** Start MATERIAL FOR THIS EXERCISE **

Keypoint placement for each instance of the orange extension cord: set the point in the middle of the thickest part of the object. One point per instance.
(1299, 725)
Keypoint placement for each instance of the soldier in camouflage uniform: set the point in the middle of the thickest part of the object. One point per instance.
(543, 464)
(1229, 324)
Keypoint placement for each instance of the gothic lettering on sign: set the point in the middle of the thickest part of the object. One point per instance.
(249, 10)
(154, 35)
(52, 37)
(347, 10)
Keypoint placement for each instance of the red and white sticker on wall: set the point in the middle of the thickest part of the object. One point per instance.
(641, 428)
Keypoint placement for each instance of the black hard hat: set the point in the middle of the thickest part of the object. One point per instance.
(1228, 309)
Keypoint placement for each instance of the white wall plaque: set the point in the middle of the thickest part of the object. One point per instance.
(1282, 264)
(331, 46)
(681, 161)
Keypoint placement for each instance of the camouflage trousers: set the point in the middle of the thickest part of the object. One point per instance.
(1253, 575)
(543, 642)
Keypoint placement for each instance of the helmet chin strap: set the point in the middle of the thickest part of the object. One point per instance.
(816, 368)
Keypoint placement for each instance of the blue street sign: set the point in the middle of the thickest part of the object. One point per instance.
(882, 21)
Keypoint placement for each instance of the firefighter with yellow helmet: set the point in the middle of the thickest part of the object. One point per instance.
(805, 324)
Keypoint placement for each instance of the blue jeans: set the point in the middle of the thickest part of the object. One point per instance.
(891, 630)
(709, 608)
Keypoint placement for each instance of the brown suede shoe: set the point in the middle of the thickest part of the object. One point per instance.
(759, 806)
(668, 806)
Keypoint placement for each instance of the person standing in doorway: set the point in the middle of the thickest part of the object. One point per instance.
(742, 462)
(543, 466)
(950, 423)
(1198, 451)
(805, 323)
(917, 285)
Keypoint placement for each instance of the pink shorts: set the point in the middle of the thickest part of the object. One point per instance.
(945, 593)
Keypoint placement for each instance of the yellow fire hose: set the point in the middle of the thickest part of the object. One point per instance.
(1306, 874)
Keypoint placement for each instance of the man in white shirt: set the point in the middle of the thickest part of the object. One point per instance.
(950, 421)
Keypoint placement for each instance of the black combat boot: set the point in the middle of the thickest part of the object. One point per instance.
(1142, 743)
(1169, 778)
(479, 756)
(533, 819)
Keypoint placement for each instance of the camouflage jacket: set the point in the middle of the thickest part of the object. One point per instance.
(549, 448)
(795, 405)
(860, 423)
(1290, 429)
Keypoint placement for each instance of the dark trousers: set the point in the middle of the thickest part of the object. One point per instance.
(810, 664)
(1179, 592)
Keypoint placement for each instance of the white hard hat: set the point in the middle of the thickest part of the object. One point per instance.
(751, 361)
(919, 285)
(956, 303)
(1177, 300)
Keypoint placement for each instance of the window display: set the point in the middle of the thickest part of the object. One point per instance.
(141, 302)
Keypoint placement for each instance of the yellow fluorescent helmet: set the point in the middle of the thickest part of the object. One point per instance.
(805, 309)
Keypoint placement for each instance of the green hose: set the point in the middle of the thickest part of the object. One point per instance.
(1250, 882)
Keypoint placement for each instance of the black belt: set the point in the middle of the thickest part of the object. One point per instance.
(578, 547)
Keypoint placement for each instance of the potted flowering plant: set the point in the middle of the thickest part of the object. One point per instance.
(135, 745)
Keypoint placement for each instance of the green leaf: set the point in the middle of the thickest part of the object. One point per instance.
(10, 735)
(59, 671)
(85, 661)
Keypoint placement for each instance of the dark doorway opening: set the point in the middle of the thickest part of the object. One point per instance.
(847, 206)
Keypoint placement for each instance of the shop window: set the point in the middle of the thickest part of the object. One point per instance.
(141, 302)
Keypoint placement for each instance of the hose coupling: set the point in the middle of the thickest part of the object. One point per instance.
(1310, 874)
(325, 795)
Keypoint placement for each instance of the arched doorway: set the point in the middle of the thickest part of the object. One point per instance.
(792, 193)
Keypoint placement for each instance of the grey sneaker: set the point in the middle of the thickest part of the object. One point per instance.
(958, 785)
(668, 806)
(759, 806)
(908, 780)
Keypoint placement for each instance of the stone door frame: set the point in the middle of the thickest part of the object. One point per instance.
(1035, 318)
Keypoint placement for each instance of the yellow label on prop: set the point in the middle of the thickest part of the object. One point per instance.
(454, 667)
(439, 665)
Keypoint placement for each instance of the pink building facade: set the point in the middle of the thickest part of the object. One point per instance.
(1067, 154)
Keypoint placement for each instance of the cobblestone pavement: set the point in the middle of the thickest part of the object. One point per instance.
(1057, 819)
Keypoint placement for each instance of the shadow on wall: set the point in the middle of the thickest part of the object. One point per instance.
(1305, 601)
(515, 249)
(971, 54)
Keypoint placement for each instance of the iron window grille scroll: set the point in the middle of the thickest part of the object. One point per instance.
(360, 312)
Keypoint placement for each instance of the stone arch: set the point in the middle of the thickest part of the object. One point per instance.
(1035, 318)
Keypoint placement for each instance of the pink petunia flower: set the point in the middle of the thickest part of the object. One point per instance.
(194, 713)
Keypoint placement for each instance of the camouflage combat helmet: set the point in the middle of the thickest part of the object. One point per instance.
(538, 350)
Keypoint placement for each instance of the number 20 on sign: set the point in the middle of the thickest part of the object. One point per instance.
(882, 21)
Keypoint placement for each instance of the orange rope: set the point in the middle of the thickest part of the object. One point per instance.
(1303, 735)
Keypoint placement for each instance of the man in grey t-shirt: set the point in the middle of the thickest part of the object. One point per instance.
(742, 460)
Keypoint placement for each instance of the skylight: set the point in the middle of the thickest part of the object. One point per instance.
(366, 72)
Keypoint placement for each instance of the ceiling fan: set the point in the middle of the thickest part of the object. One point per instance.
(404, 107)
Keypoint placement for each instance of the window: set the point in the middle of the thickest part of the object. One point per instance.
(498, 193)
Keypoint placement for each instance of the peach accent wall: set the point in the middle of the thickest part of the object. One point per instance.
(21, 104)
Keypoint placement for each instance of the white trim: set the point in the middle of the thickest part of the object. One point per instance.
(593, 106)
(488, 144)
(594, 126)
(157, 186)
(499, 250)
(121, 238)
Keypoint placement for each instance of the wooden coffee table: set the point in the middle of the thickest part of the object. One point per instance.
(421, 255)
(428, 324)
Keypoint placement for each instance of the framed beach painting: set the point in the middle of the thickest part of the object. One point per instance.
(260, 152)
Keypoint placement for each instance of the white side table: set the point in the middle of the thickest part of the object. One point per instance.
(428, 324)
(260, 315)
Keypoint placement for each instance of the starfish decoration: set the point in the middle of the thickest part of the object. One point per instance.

** End MATERIAL FOR THIS EXERCISE **

_WHAT TO PRODUCE_. Type out the whole listing above again, exactly as it stands.

_ANSWER TO THE TASK_.
Keypoint placement for each instance of the orange extension cord: set the point in the middle of the thickest part of the object. One point per instance.
(1299, 725)
Keypoint placement for each instance of the soldier in camouflage uniform: set the point in the middle of the thickest part of the object. One point per instance.
(543, 464)
(1229, 324)
Keypoint placement for each instance of the gothic lettering on sign: set the point in the middle of the thickest part of the object. One point per instance.
(249, 10)
(154, 35)
(52, 37)
(347, 10)
Keypoint placement for each instance of the red and white sticker on wall: set the point in the middle of the thickest part of the object. One point per instance.
(641, 428)
Keypoint placement for each instance of the black hard hat: set the point in the middle of the thickest part of the object. One point per instance.
(1228, 309)
Keypoint placement for each instance of the white wall plaque: set the point in the middle of the thickest part of the object. One point per instance.
(1282, 264)
(331, 46)
(681, 161)
Keypoint placement for each instance of the camouflage trousers: set the point in the middle of the thickest part of the object. One point per instance.
(1253, 575)
(543, 642)
Keypoint placement for each instance of the helmet chin strap: set the point in the middle of the thickest part of the object. One point per instance.
(816, 368)
Keypoint placement for each instance of the blue street sign: set the point in the middle of the thickest part of the object. One point per instance.
(882, 21)
Keypoint placement for each instance of the firefighter with yellow helmet: set the point in the middle of the thickest part of the object. One point per instance.
(805, 324)
Keypoint placement for each instance of the blue jeans: set the point in the middle of the thickest part of the object. One point per instance.
(891, 630)
(709, 608)
Keypoint placement for each instance of the brown suede shoe: set the point in the middle of the thickest part of the object. One point per instance.
(759, 806)
(668, 806)
Keypoint placement for each instance of the person standing in doorway: set the point in the middle of the thickest part of the object. One point per instance.
(742, 462)
(543, 466)
(950, 423)
(1198, 451)
(805, 323)
(917, 285)
Keypoint placement for each instance of the pink shorts: set the point in the middle of the thickest part of the object. One point per instance.
(945, 593)
Keypoint placement for each instance of the yellow fire hose: set the point in the middle of the thickest part of the object. One point per instance.
(1306, 874)
Keypoint placement for each instance of the man in white shirt: set the point in the middle of the thickest part of the object. One point per instance.
(950, 421)
Keypoint placement for each instance of the black combat boot: set the point in the middle of the thickest part of the object. One point per instance.
(1142, 743)
(1169, 778)
(479, 756)
(533, 819)
Keypoint placement for each instance of the camouflage jacket: set the point in the middle of the thickest part of the object. One point per instance.
(549, 448)
(795, 405)
(860, 423)
(1290, 429)
Keypoint placement for each instance of the dark trousers: set the point in the middle of the thickest part of the object. One point per instance.
(810, 664)
(1179, 592)
Keypoint placement for each instance of the white hard hat: set the point in the middle of the thickest part of the object. One point per instance.
(751, 361)
(919, 285)
(956, 303)
(1177, 300)
Keypoint placement for each instance of the window display: set the point in the middle of the thickest part of the object. One point per instance.
(141, 302)
Keypoint placement for each instance of the yellow fluorescent helmet: set the point in the middle of the thickest part of the object. One point per instance.
(805, 309)
Keypoint placement for each instance of the green hose: set the point in the middle of the thickest part of the object. One point per instance.
(1250, 882)
Keypoint placement for each instance of the black belt: set the point in the middle of the thickest part of the object. One point per instance.
(578, 547)
Keypoint placement for each instance of the potted flowering plant: set the point in the middle of the thickest part of the object. One point per instance.
(135, 745)
Keypoint placement for each instance of the green leaf: set the point in the middle of the thickest part of the object. One point per instance.
(10, 735)
(59, 671)
(85, 661)
Keypoint placement for each instance of the dark doorway opening: set the point in the middle of the thickest part of the object. One point per instance.
(847, 206)
Keypoint placement for each instance of the shop window: set the point in the middle of the thickest part of the object. One point per instance.
(141, 302)
Keypoint placement for each instance of the hose coupling: set the point in the middle of the thickest part of the object. One point per instance.
(1310, 874)
(325, 795)
Keypoint placement for each instance of the arched doorway: set the point in the middle of the thickest part of the object. One point per instance.
(792, 193)
Keypoint placement for each instance of the grey sneaker: set the point in the middle of the thickest part of the object. One point per instance.
(958, 785)
(668, 806)
(759, 806)
(908, 780)
Keypoint placement for each instance of the stone door frame: set the point in the middle of the thickest part of the object. One point per instance.
(1035, 318)
Keypoint placement for each instance of the yellow label on prop: set the point in the middle of the thickest part of the object. One point per instance.
(454, 667)
(439, 665)
Keypoint placement for each instance of the pink building facade: set the point in the middle of the thickest part of the object. One point per instance.
(1067, 154)
Keypoint placement for each instance of the cobblestone pavement: set the point in the middle of the thickest part of the object. One point per instance.
(1057, 819)
Keypoint placement for each instance of the shadow on wall: set the point in the middle of the thickest part of the object. One point per instance.
(1305, 601)
(515, 249)
(971, 54)
Keypoint placement for each instance of the iron window grille scroll: set the point in the middle of the thickest part of the object. One point per instance.
(360, 312)
Keypoint placement for each instance of the stone arch: set the point in the middle of the thickest part of the object. One point per instance.
(1035, 318)
Keypoint placement for each instance of the pink petunia flower: set the point in the middle of the thickest part of the object. One point per instance.
(194, 713)
Keypoint placement for each instance of the camouflage combat helmet: set the point in the middle of the thickest part of the object. One point per instance.
(538, 350)
Keypoint placement for each instance of the number 20 on sign: set the point in the middle of the thickest part of the object. One point per instance.
(882, 21)
Keypoint placement for each instance of the orange rope: set the point in the middle of the thickest part of the object. One point per instance.
(1303, 735)
Keypoint placement for each instance of the man in grey t-shirt: set the point in the middle of the thickest part of the object. One point per instance.
(742, 460)
Keypoint placement for each instance of the skylight: set the point in the middle of the thickest part of the object. One point per instance.
(366, 72)
Keypoint placement for each instance of the ceiling fan: set the point in the middle of the thickest part of the object. One point per instance.
(404, 107)
Keypoint placement for each instance of the window: set the point in the middle of the thickest part of the object. One point per instance.
(498, 193)
Keypoint placement for each instance of the peach accent wall: set the point in the middle of the thickest part of the object. One point per instance.
(21, 104)
Keypoint placement for each instance of the white trim: set the point in the middle of the thickest part of the object. One point per instance.
(593, 106)
(488, 144)
(594, 126)
(157, 186)
(499, 250)
(121, 238)
Keypoint placement for each instance of the wooden coffee table: set the point in the middle of the thickest part of the object. One point per instance.
(421, 255)
(428, 324)
Keypoint placement for each instance of the framed beach painting: set the point in the middle of the thickest part of the object. One point per instance.
(260, 152)
Keypoint placement for each instance of the white side table: set the point in the middle of the thickest part of the object. One point per instance.
(428, 324)
(260, 315)
Keypoint placement for each instance of the starfish decoration: set the point in the middle of the thickest part of the object. One point per instance.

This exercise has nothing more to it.